> _TO DO_: Please summarize the post on Australian leadership spills in two sentences.
— START OF DOCUMENT —
Showing posts with label Australia. Show all posts
Showing posts with label Australia. Show all posts

Thursday, August 23, 2018

History of spill and why Canada could use some

I like politics this much (M. Turnbull)
They are having a spill in Australian politics again, and I kind of admire it. "Spill" is what Australians call a leadership challenge. The right wing government of Prime Minister Malcolm Turnbull has (with coalition support) a narrow majority, but the even-more right wing anti-immigrant demagogue Peter Dutton has resigned from cabinet and challenged Turnbull's leadership of the Liberal Party.
“This is a fight for the heart and the soul of the Liberal party,” says one moderate MP. “These people surrounding Dutton – these people are not Liberals, they are not conservatives, they are fucking reactionaries, and I have nothing but contempt for them.”
In Auz constituencies elect (or defeat) MPs and MPs elect (and when  necessary remove) their party leaders; it would only take 43 Liberal MPs to bring on a leadership vote within the caucus. This whole notion of accountability makes most Canadian commentators flutter and go pale and talk about coups d'etat.

Canadian politics wrings its hands over Maxime Bernier's independent line on Conservative party policy -- what will Scheer do about him? what does it mean? why can't he be controlled? Serious commentators still insist that those ugly vote-buying extravaganzas we call leadership conventions are a valid way to chose leaders -- and to bestow dictatorial power on them for years on end.

Australian politics, however, accepts that in parliamentary societies, we elect caucuses, not one Great Leader. Within a caucus there will always be a diversity of views and some healthy tension.  Quite a few Conservative MPs and conservative supporters in Canada surely share Bernier's anti-immigrant and anti-diversity beliefs.  Since those beliefs are probably a political liability, it's reasonable for the party leader to avoid or at least downplay them. But why pretend does Canada intra-party differences do not exist or that the leader should be entitled to silence them instantly?

Britain currently has an odd, disfunctional mix of the Canadian system (mass membership selection of leaders, most of the time) and the Australian system of constant leadership accountability. Look at the huge policy differences that Brexit has created within the Conservative government cabinet and caucus, and in the Labour caucus too.  Better surely, to have those differences genuinely represented in caucus that to have a dictatorial leader decree that they cannot exist. )   

It is true that Australian politicians, both Labour and Liberal, have been alarmingly eager to launch leadership spills in recent decades, and their excessive use of the leadership challenge has damaged both  parties.  But before long they will learn by doing that over-use of the spill makes them look fractious, disorganized, and disloyal.
— END OF DOCUMENT —
— START OF RECORDED DATA —
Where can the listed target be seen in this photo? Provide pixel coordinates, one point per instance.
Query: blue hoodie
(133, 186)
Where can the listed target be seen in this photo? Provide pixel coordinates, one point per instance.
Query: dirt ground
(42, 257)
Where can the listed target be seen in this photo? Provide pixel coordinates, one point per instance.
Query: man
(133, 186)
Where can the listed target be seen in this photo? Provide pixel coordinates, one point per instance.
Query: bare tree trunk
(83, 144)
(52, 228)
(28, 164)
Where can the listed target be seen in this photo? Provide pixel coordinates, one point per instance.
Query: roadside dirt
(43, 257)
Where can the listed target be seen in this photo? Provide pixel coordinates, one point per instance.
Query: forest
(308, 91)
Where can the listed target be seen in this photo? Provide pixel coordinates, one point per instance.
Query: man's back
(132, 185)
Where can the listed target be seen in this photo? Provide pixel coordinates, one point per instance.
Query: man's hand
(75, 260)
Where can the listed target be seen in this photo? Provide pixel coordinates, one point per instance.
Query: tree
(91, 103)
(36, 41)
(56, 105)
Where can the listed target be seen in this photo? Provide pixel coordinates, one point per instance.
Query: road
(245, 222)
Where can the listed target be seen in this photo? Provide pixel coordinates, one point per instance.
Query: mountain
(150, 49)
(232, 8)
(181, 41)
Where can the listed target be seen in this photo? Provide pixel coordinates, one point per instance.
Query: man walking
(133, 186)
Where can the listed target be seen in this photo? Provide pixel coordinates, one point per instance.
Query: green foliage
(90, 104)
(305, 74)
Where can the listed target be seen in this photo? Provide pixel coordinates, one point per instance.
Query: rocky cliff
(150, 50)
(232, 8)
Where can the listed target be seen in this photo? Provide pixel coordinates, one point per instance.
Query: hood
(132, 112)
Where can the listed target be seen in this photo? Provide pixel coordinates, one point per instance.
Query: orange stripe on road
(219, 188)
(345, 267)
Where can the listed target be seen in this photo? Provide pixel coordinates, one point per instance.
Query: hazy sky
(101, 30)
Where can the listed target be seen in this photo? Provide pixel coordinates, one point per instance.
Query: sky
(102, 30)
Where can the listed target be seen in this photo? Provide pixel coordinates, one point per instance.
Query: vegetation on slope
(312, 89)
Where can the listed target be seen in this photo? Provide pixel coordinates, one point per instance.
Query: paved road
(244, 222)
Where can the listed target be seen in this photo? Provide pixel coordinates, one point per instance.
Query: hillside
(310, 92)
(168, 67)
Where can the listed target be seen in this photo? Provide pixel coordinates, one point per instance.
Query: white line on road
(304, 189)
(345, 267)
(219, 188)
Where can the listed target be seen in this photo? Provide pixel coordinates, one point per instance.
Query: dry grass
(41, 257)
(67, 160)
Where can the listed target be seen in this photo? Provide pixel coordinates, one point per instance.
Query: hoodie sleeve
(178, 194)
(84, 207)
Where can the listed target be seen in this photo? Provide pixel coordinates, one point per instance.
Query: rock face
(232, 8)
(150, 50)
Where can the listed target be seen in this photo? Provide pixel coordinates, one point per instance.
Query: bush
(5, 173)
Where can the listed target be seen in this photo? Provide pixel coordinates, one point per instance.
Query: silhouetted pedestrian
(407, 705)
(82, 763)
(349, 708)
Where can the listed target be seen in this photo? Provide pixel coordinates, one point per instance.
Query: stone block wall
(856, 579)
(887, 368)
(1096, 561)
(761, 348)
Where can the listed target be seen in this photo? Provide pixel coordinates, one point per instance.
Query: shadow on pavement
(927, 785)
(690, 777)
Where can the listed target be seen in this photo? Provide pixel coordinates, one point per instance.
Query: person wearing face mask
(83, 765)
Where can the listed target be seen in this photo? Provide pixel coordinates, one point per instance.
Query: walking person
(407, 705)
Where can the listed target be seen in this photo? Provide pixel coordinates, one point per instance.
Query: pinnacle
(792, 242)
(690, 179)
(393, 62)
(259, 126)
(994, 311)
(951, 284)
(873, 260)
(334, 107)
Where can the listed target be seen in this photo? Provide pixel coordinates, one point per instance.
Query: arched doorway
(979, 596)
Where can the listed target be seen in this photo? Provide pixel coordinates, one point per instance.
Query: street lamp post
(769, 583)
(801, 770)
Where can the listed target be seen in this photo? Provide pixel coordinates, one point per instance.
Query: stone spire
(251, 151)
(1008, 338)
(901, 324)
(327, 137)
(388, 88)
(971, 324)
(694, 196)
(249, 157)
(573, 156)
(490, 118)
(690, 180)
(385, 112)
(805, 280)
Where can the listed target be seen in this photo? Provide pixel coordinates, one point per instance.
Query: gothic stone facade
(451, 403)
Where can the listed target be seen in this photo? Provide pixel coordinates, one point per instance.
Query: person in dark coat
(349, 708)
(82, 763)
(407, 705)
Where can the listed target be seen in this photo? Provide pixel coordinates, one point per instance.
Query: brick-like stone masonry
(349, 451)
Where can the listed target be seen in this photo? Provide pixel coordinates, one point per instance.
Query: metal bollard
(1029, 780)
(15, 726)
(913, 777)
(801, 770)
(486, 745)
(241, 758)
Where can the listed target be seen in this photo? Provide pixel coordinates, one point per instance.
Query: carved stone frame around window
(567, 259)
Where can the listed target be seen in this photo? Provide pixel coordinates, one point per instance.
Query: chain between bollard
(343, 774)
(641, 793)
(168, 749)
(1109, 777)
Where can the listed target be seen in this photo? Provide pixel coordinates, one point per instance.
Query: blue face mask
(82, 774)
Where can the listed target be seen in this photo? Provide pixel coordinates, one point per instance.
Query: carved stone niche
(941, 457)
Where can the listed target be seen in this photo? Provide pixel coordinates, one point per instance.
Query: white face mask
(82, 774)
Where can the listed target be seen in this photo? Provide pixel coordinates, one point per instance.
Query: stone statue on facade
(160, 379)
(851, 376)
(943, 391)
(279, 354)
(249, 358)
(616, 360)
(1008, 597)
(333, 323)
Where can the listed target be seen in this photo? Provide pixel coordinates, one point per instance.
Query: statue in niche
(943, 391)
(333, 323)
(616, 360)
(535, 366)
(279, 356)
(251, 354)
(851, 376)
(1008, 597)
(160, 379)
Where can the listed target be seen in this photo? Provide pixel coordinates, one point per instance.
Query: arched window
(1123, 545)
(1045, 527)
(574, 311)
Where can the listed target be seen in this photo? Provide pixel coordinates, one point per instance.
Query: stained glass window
— END OF RECORDED DATA —
> _WRITTEN ANSWER_: The post describes a spill in Australian politics, where Peter Dutton resigned from cabinet to challenge Prime Minister Malcolm Turnbull's leadership of the Liberal Party, and it praises the Australian practice of MPs electing and removing their own leaders. It contrasts this with Canada, where commentators fret over Maxime Bernier's independent line and defend leadership conventions that give leaders dictatorial power, though it admits that Australian parties have overused the spill and harmed themselves.